__What you have to do__. All lines from the one containing "positive clicks: (224, 199)" through the final line of the entries are to be written out verbatim; no other line is to be included.

(Dataset entries)

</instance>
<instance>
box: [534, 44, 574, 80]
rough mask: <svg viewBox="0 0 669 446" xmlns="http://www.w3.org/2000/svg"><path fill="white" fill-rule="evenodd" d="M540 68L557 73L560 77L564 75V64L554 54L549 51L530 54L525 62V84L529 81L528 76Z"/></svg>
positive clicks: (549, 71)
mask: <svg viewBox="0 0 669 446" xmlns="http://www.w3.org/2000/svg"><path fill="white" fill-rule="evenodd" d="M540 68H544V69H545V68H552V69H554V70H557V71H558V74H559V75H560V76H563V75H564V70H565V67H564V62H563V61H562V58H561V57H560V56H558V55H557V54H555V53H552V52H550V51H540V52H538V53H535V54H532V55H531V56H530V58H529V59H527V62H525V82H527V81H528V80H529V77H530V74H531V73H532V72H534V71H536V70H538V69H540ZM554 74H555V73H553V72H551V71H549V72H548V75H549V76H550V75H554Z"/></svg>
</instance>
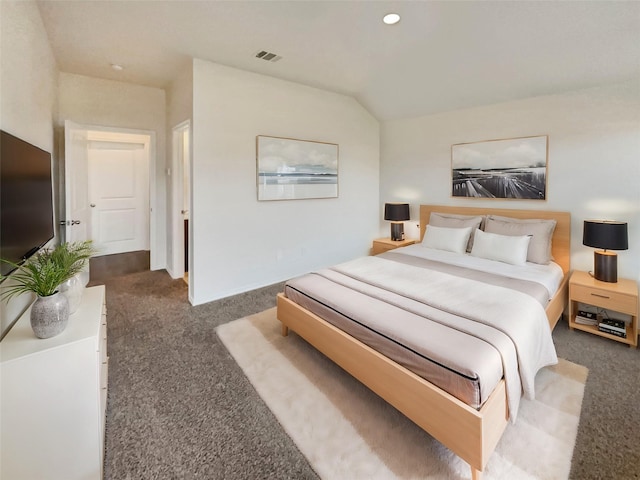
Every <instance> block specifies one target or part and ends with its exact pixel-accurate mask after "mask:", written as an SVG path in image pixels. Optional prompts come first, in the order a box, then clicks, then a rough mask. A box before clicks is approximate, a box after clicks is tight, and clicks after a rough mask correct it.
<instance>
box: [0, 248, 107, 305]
mask: <svg viewBox="0 0 640 480" xmlns="http://www.w3.org/2000/svg"><path fill="white" fill-rule="evenodd" d="M94 253H95V249H94V248H93V245H92V242H91V240H87V241H83V242H73V243H62V244H60V245H57V246H56V247H54V248H52V249H48V250H43V251H41V252H39V253H37V254H36V255H34V256H33V257H31V258H30V259H29V260H27V261H26V262H25V263H23V264H22V265H18V264H15V263H13V262H10V261H8V260H1V261H2V262H4V263H8V264H9V265H12V266H13V267H15V268H16V270H15V271H14V272H13V273H12V274H11V275H10V276H6V277H0V279H1V280H4V279H6V278H11V280H12V282H11V284H10V285H9V286H8V287H7V288H6V289H5V290H4V291H3V292H2V294H1V295H0V296H1V297H3V298H7V299H11V298H13V297H15V296H17V295H21V294H23V293H30V292H33V293H35V294H36V295H38V296H40V297H48V296H50V295H53V294H54V293H56V292H57V291H58V287H59V286H60V284H61V283H62V282H64V281H66V280H68V279H70V278H71V277H73V276H74V275H76V274H78V273H80V272H81V271H82V269H83V268H84V266H85V265H86V263H87V261H88V260H89V258H90V257H91V255H92V254H94Z"/></svg>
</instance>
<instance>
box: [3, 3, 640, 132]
mask: <svg viewBox="0 0 640 480" xmlns="http://www.w3.org/2000/svg"><path fill="white" fill-rule="evenodd" d="M3 1H6V0H3ZM38 5H39V8H40V12H41V15H42V19H43V21H44V25H45V27H46V30H47V33H48V35H49V39H50V41H51V44H52V48H53V51H54V54H55V56H56V59H57V62H58V67H59V68H60V70H61V71H64V72H69V73H77V74H82V75H89V76H93V77H99V78H107V79H114V80H121V81H125V82H132V83H137V84H142V85H149V86H155V87H166V86H167V85H168V84H169V83H170V82H171V80H172V79H174V78H175V77H176V76H177V74H178V73H179V72H180V71H181V69H184V68H185V67H186V65H188V61H189V58H191V57H196V58H201V59H205V60H210V61H213V62H217V63H220V64H223V65H228V66H232V67H237V68H241V69H244V70H249V71H253V72H257V73H262V74H265V75H271V76H274V77H278V78H282V79H286V80H291V81H295V82H299V83H303V84H306V85H310V86H314V87H319V88H323V89H326V90H331V91H335V92H339V93H344V94H348V95H352V96H354V97H355V98H356V99H357V100H358V101H359V102H360V103H361V104H362V105H364V106H365V107H366V108H367V109H368V110H369V111H370V112H371V113H372V114H373V115H375V116H376V117H377V118H379V119H381V120H385V119H391V118H404V117H412V116H418V115H425V114H430V113H435V112H442V111H448V110H455V109H459V108H466V107H472V106H478V105H486V104H491V103H497V102H501V101H508V100H513V99H518V98H526V97H532V96H537V95H545V94H552V93H555V92H562V91H567V90H575V89H578V88H584V87H590V86H596V85H600V84H604V83H612V82H618V81H626V80H629V79H632V78H640V2H635V1H629V2H612V1H590V2H579V1H568V2H564V1H555V2H546V1H545V2H543V1H533V2H529V1H512V2H507V1H499V2H495V1H475V2H460V1H443V2H437V1H428V2H427V1H425V2H423V1H405V2H384V1H342V2H333V1H289V2H279V1H258V2H249V1H228V2H223V1H180V0H172V1H159V0H145V1H101V0H97V1H70V0H61V1H39V2H38ZM389 11H394V12H398V13H400V14H401V16H402V20H401V21H400V23H398V24H397V25H394V26H386V25H384V24H383V23H382V21H381V19H382V16H383V15H384V14H385V13H388V12H389ZM260 50H267V51H269V52H274V53H276V54H278V55H280V56H282V59H281V60H279V61H278V62H275V63H271V62H266V61H264V60H259V59H256V58H255V54H256V53H257V52H258V51H260ZM112 63H117V64H121V65H123V66H124V67H125V69H124V70H123V71H121V72H116V71H114V70H113V69H112V68H111V67H110V64H112Z"/></svg>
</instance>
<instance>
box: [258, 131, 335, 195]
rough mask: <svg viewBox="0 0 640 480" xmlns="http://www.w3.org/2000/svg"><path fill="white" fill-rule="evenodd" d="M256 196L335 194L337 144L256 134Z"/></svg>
mask: <svg viewBox="0 0 640 480" xmlns="http://www.w3.org/2000/svg"><path fill="white" fill-rule="evenodd" d="M256 157H257V164H258V200H298V199H306V198H336V197H337V196H338V145H337V144H335V143H325V142H314V141H310V140H295V139H291V138H281V137H269V136H264V135H258V136H257V137H256Z"/></svg>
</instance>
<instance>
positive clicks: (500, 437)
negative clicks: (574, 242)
mask: <svg viewBox="0 0 640 480" xmlns="http://www.w3.org/2000/svg"><path fill="white" fill-rule="evenodd" d="M432 213H434V214H436V215H445V216H446V215H452V216H459V215H462V216H469V217H472V216H482V217H484V218H487V217H486V216H487V215H493V216H495V217H494V218H498V219H499V218H501V217H503V218H504V217H506V218H509V219H520V220H522V221H525V222H527V221H532V220H533V219H541V220H546V221H548V220H552V221H555V229H554V230H553V236H552V242H551V255H552V257H553V262H554V263H555V264H557V266H559V269H560V270H561V272H560V277H559V280H558V282H557V288H556V289H555V290H554V291H553V293H552V296H551V298H550V299H548V300H547V301H546V302H545V306H544V308H543V309H542V314H543V316H544V317H546V318H545V320H546V322H548V325H549V327H550V329H549V330H552V329H553V327H554V326H555V324H556V322H557V321H558V319H559V317H560V316H561V315H562V312H563V311H564V309H565V307H566V304H567V297H568V295H567V284H568V273H569V257H570V253H569V249H570V227H571V226H570V223H571V220H570V215H569V214H568V213H566V212H553V211H541V210H511V209H490V208H476V207H452V206H437V205H421V207H420V232H421V239H422V238H423V237H424V235H425V229H426V228H427V224H429V221H430V219H432V218H433V217H432V216H431V215H432ZM429 228H431V227H429ZM435 230H437V229H432V232H433V231H435ZM432 232H430V235H431V233H432ZM429 238H432V237H429ZM418 248H422V247H418ZM389 254H391V255H392V256H393V254H394V252H389V253H387V254H385V255H389ZM401 255H403V253H402V252H398V253H397V254H396V257H397V258H400V256H401ZM403 258H404V257H403ZM421 261H422V260H421ZM368 262H369V263H368V264H367V265H369V264H370V263H371V262H373V263H374V264H375V263H376V261H374V260H369V261H368ZM378 263H385V262H384V259H382V260H380V261H379V262H378ZM387 263H390V262H387ZM402 268H404V267H402ZM408 268H414V267H412V266H409V267H408ZM338 273H339V274H340V275H342V274H343V273H344V272H341V271H338ZM347 273H350V272H347ZM383 275H384V272H383ZM435 275H439V274H438V273H436V274H435ZM303 278H304V277H303ZM438 278H439V277H438ZM404 285H405V287H406V288H407V289H410V287H411V285H410V284H408V283H407V280H405V284H404ZM336 288H337V287H336ZM373 288H374V289H379V285H377V284H376V285H374V287H373ZM403 288H404V287H403ZM337 291H339V290H337ZM381 294H382V296H383V297H384V296H386V295H387V294H386V293H384V291H382V292H381ZM388 295H395V294H394V293H389V294H388ZM514 295H516V294H514ZM336 297H342V295H336ZM345 298H346V299H347V301H349V298H348V296H347V295H345ZM338 300H339V299H337V298H336V299H335V301H336V302H338V303H337V304H338V305H339V301H338ZM410 301H411V302H412V301H413V300H411V299H410ZM277 305H278V310H277V315H278V319H279V320H280V321H281V323H282V334H283V335H287V334H288V331H289V329H291V330H293V331H295V332H296V333H297V334H298V335H300V336H301V337H303V338H304V339H305V340H306V341H308V342H309V343H310V344H311V345H313V346H314V347H315V348H317V349H318V350H319V351H321V352H322V353H324V354H325V355H326V356H327V357H329V358H331V359H332V360H333V361H334V362H335V363H337V364H338V365H340V366H341V367H342V368H343V369H344V370H346V371H347V372H349V373H350V374H351V375H352V376H354V377H355V378H357V379H358V380H359V381H361V382H362V383H363V384H365V385H366V386H367V387H369V388H370V389H371V390H372V391H374V392H375V393H376V394H378V395H379V396H380V397H382V398H383V399H384V400H385V401H387V402H388V403H390V404H391V405H393V406H394V407H395V408H397V409H398V410H399V411H401V412H402V413H403V414H404V415H406V416H407V417H408V418H410V419H411V420H412V421H413V422H414V423H416V424H417V425H418V426H420V427H421V428H422V429H424V430H425V431H427V432H428V433H429V434H430V435H431V436H433V437H434V438H435V439H437V440H438V441H440V442H441V443H442V444H444V445H445V446H446V447H448V448H449V449H450V450H452V451H453V452H454V453H455V454H456V455H458V456H459V457H460V458H462V459H463V460H465V461H466V462H467V463H468V464H469V465H470V467H471V476H472V478H473V479H474V480H477V479H480V478H481V476H482V471H483V470H484V468H485V466H486V464H487V461H488V459H489V457H490V455H491V453H492V452H493V451H494V449H495V447H496V445H497V443H498V441H499V440H500V438H501V436H502V433H503V431H504V429H505V428H506V425H507V424H508V422H509V418H510V412H513V408H514V407H513V405H512V403H513V394H511V395H510V394H509V391H510V390H511V391H513V386H512V385H513V382H512V381H511V380H510V381H509V383H508V382H506V381H505V378H506V376H507V375H506V374H507V373H508V369H505V378H499V377H498V378H497V380H496V382H495V385H493V384H492V385H491V387H490V390H489V391H488V392H486V398H481V399H479V400H478V402H477V403H478V404H477V405H474V402H472V401H469V399H465V398H464V397H463V396H461V395H460V394H459V392H453V393H452V392H451V389H450V388H449V387H444V388H441V386H438V384H437V383H438V382H436V381H435V380H434V381H428V380H425V378H423V377H422V376H421V375H418V374H417V373H414V371H412V370H415V369H413V368H411V369H410V368H407V367H406V366H403V365H402V364H401V363H402V362H400V361H394V360H392V359H391V358H389V356H387V355H385V354H383V353H381V352H380V351H379V350H381V349H378V348H377V347H376V348H372V347H371V346H369V345H367V344H366V343H364V341H360V340H358V339H357V338H355V336H353V335H350V334H349V333H347V332H346V331H345V329H343V328H339V327H338V326H336V325H334V323H335V322H334V319H331V318H329V317H327V315H325V314H324V312H323V311H322V310H317V309H316V313H314V312H312V311H311V307H309V306H308V305H306V306H302V305H300V304H298V303H296V302H295V301H293V300H292V299H291V298H288V297H287V296H286V295H285V294H284V293H282V294H279V295H278V299H277ZM341 308H342V307H341ZM344 308H345V311H346V310H347V309H348V308H354V307H353V305H347V304H345V305H344ZM358 308H359V307H356V310H357V309H358ZM385 308H387V307H385ZM388 308H393V307H388ZM363 310H366V309H364V308H363ZM400 310H403V309H399V310H398V315H400V314H401V312H400ZM402 315H406V312H405V311H404V310H403V312H402ZM323 317H325V318H323ZM327 318H329V320H331V322H334V323H331V322H330V321H328V320H327ZM369 343H370V344H371V342H369ZM405 363H406V362H405ZM444 370H446V369H443V371H444ZM487 371H489V370H488V369H487ZM510 385H511V386H510ZM461 398H462V399H461ZM512 419H513V418H512Z"/></svg>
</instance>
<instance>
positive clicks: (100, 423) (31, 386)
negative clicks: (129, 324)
mask: <svg viewBox="0 0 640 480" xmlns="http://www.w3.org/2000/svg"><path fill="white" fill-rule="evenodd" d="M29 313H30V310H27V311H26V312H25V314H24V315H22V317H21V318H20V319H19V320H18V321H17V322H16V324H15V325H14V326H13V328H12V329H11V330H10V331H9V333H8V334H7V336H6V337H5V338H4V339H3V340H2V342H0V362H1V363H0V442H1V443H0V451H1V452H2V453H1V458H0V478H1V479H3V480H4V479H7V480H9V479H16V480H18V479H19V480H22V479H25V480H30V479H45V478H46V479H48V480H57V479H61V480H62V479H64V480H74V479H96V480H100V479H102V465H103V458H104V425H105V409H106V404H107V370H108V358H107V315H106V306H105V287H104V286H97V287H90V288H87V289H85V291H84V294H83V297H82V303H81V305H80V307H79V308H78V310H77V311H76V313H74V314H73V315H71V316H70V317H69V324H68V325H67V328H66V329H65V331H64V332H62V333H61V334H60V335H57V336H55V337H53V338H48V339H44V340H42V339H39V338H37V337H36V336H35V335H34V334H33V330H31V325H30V322H29Z"/></svg>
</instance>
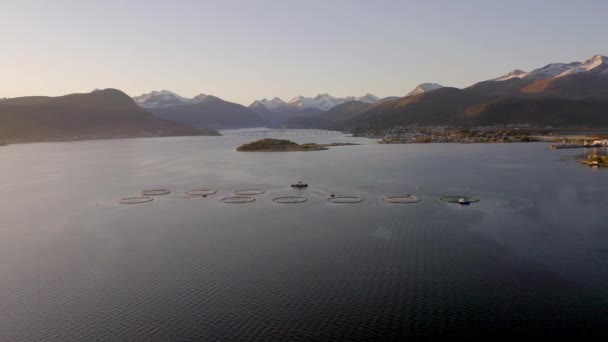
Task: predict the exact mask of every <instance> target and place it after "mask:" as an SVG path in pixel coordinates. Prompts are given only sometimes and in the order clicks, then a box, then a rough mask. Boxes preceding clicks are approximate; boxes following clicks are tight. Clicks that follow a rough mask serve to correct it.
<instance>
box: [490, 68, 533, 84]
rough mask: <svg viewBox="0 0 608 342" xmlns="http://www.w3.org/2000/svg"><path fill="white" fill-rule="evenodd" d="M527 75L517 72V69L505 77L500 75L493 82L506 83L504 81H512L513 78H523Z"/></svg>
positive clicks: (511, 71)
mask: <svg viewBox="0 0 608 342" xmlns="http://www.w3.org/2000/svg"><path fill="white" fill-rule="evenodd" d="M527 75H528V73H527V72H525V71H523V70H519V69H515V70H513V71H511V72H509V73H507V74H505V75H502V76H500V77H498V78H495V79H493V81H499V82H500V81H506V80H510V79H514V78H524V77H526V76H527Z"/></svg>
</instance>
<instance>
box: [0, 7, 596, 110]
mask: <svg viewBox="0 0 608 342" xmlns="http://www.w3.org/2000/svg"><path fill="white" fill-rule="evenodd" d="M607 17H608V1H605V0H597V1H593V0H587V1H578V2H575V1H559V0H553V1H548V0H547V1H542V0H536V1H535V0H526V1H519V0H510V1H477V0H470V1H467V0H460V1H447V0H446V1H440V0H435V1H413V0H412V1H405V0H403V1H388V0H387V1H381V0H379V1H340V0H324V1H303V0H301V1H291V0H281V1H278V0H277V1H266V0H264V1H261V0H260V1H253V0H252V1H229V0H223V1H179V0H177V1H153V0H149V1H129V0H120V1H119V0H105V1H85V0H80V1H69V0H54V1H46V0H44V1H43V0H41V1H28V0H19V1H17V0H0V32H2V33H1V35H0V44H1V45H0V46H1V49H0V97H5V96H6V97H14V96H23V95H61V94H66V93H72V92H88V91H90V90H92V89H94V88H108V87H112V88H118V89H121V90H123V91H125V92H126V93H127V94H129V95H131V96H134V95H140V94H141V93H144V92H148V91H150V90H153V89H154V90H160V89H169V90H172V91H175V92H177V93H179V94H181V95H183V96H194V95H196V94H198V93H206V94H213V95H216V96H219V97H221V98H224V99H226V100H229V101H234V102H239V103H242V104H245V105H248V104H249V103H251V102H252V101H253V100H255V99H259V98H262V97H273V96H280V97H282V98H283V99H285V100H288V99H290V98H291V97H293V96H296V95H304V96H314V95H316V94H317V93H326V92H327V93H330V94H332V95H334V96H348V95H363V94H364V93H367V92H371V93H373V94H376V95H378V96H381V97H383V96H389V95H404V94H405V93H407V92H408V91H410V90H411V89H412V88H413V87H415V86H416V85H417V84H419V83H422V82H437V83H441V84H443V85H448V86H456V87H464V86H468V85H470V84H472V83H475V82H477V81H479V80H484V79H489V78H493V77H496V76H499V75H501V74H503V73H506V72H507V71H510V70H512V69H515V68H520V69H524V70H530V69H533V68H536V67H540V66H543V65H545V64H547V63H550V62H571V61H577V60H578V61H581V60H585V59H587V58H590V57H591V56H593V55H595V54H608V45H607V42H608V41H607V40H606V37H607V34H608V19H606V18H607Z"/></svg>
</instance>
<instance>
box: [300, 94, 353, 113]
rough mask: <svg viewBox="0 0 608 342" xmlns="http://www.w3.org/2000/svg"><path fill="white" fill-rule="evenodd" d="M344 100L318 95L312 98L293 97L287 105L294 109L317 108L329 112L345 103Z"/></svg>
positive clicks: (327, 96) (325, 94) (321, 94)
mask: <svg viewBox="0 0 608 342" xmlns="http://www.w3.org/2000/svg"><path fill="white" fill-rule="evenodd" d="M346 101H347V100H346V99H343V98H336V97H333V96H331V95H329V94H319V95H317V96H316V97H314V98H307V97H304V96H297V97H294V98H293V99H292V100H291V101H289V103H288V105H289V106H290V107H295V108H311V107H312V108H318V109H321V110H330V109H332V108H333V107H335V106H337V105H340V104H342V103H344V102H346Z"/></svg>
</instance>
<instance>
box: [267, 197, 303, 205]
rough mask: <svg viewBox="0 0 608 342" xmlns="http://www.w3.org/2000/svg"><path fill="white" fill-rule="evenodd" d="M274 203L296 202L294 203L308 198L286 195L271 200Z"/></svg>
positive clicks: (302, 200)
mask: <svg viewBox="0 0 608 342" xmlns="http://www.w3.org/2000/svg"><path fill="white" fill-rule="evenodd" d="M272 201H273V202H274V203H282V204H296V203H304V202H307V201H308V198H305V197H299V196H286V197H277V198H275V199H273V200H272Z"/></svg>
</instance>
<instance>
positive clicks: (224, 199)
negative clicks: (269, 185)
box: [222, 196, 255, 204]
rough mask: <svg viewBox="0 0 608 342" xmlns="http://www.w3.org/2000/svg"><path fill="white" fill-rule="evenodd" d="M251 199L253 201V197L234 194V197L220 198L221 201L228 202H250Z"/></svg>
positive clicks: (246, 202) (223, 201)
mask: <svg viewBox="0 0 608 342" xmlns="http://www.w3.org/2000/svg"><path fill="white" fill-rule="evenodd" d="M253 201H255V198H253V197H247V196H234V197H226V198H222V203H229V204H245V203H251V202H253Z"/></svg>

__Completed exercise__.
positive clicks: (224, 199)
negative clicks: (269, 185)
box: [222, 196, 255, 204]
rough mask: <svg viewBox="0 0 608 342" xmlns="http://www.w3.org/2000/svg"><path fill="white" fill-rule="evenodd" d="M251 199L253 201V197L234 194V197L220 198L221 201L228 202H250Z"/></svg>
positive clicks: (246, 202) (223, 201)
mask: <svg viewBox="0 0 608 342" xmlns="http://www.w3.org/2000/svg"><path fill="white" fill-rule="evenodd" d="M253 201H255V198H253V197H247V196H234V197H226V198H222V203H229V204H245V203H251V202H253Z"/></svg>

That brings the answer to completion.